## How to complete this task
Continue the review of The 1975's album Being Funny in a Foreign Language from where it stops.

## Reading passage
*** Begin section ***

Generational rallying cries are replaced by dick jokes and tender romance on the band’s most straight-forward album yet

4.0 rating

By Will Richards

The album cover of The 1975's 'Being Funny in a Foreign Language'

Ten years ago, The 1975 began their breakout hit ‘Sex’ by quoting LCD Soundsystem’s era-defining single ‘All My Friends’, with the world being introduced to Matty Healy as a whinier James Murphy with more sex appeal. Fast forward a decade, and Healy has become a divisive pillar of British pop culture. At the very start of fifth album Being Funny in a Foreign Language, The 1975 call on ‘All My Friends’ again, this time replicating its iconic plonks of layered piano.

At 11 songs and just over 40 minutes, Being Funny is by far The 1975’s most concise and succinct record since their 2013 debut. Following the significant bloat of 2020’s 22-track behemoth Notes on a Conditional Form, the new record largely puts their ambition to touch every corner of the musical landscape on the backburner. Instead, they make the funkiest, catchiest pop songs they could write, set over Healy’s increasingly natural and comfortable lyricism.

Sprightly funk-pop hits have peppered every 1975 album since their debut, but in recent times have been buried between jazz standards and ambient interludes. Here, the jubilant ‘Happiness’ crashes straight into the equally ecstatic ‘Looking for Somebody to Love’ without pausing for breath, and this immediacy is welcome.

*** End section ***

(Stored entries)
*** Begin section ***

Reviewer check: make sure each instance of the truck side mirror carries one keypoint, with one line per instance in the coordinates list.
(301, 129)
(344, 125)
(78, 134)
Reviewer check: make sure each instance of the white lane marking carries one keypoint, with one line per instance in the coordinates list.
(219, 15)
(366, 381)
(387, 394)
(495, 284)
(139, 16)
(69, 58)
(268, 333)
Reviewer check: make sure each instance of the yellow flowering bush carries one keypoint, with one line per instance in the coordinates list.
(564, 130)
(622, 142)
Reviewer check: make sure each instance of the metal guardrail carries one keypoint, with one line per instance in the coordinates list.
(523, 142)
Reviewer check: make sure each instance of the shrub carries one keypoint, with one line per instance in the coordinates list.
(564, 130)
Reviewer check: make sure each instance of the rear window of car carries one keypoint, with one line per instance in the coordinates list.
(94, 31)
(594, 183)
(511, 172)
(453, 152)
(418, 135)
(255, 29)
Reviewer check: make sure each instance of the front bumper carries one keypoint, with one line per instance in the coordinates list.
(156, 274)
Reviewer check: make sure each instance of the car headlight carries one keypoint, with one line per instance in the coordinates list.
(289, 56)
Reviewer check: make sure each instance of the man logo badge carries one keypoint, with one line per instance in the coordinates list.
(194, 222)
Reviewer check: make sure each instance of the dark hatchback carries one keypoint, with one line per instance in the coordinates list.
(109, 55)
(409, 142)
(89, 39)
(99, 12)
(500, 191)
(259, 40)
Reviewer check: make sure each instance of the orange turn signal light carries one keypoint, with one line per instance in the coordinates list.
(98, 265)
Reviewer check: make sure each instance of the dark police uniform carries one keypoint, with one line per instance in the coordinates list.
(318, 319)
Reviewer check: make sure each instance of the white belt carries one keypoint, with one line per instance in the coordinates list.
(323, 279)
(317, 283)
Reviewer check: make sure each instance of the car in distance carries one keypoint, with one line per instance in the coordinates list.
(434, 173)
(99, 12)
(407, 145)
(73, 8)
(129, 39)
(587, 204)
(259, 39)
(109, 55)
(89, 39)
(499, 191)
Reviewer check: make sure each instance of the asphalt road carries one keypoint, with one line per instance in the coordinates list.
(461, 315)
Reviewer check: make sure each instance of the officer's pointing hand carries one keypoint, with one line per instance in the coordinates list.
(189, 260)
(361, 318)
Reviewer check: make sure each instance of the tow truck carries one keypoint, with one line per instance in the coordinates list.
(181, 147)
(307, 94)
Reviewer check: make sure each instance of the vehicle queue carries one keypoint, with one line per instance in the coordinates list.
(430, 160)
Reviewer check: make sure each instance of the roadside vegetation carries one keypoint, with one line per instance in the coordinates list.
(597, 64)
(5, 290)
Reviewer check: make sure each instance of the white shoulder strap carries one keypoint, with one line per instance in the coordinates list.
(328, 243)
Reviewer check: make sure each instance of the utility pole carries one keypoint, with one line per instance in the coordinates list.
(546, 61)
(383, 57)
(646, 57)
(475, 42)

*** End section ***

## Task response
On the opening track, with the ‘All My Friends’ piano still rattling away, Healy is in a reflective mood. “I’m sorry about my twenties / I was learning the ropes,” he sings, self-analysing a time when he was “making an aesthetic out of not doing well”. While he has spent the last few years penning generational rallying cries (‘Love It If We Made It’, ‘People’), he sounds far more at home here singing “I think I’ve got a boner but I can’t really tell” with a chuckle on the eponymous track, or rhyming “socks and sandals” with “scented candles” on touching closer ‘When We Are Together’.

As is to be expected with Healy, he’s cripplingly aware of these two sides of his lyricism, the point where they meet and how they interact with each other. On first single ‘Part of the Band’, he sets off happily telling stories of “living my best life… before my cancellations” over a sprightly string section, before stopping himself. “Enough about me now!” he says, before adding in an exaggerated croon: “You gotta talk about the people, baby!” Maybe purposefully, the social commentary lyrics that follow, singing of “vaccinista tote bag chic baristas,” are some of the album’s clunkiest.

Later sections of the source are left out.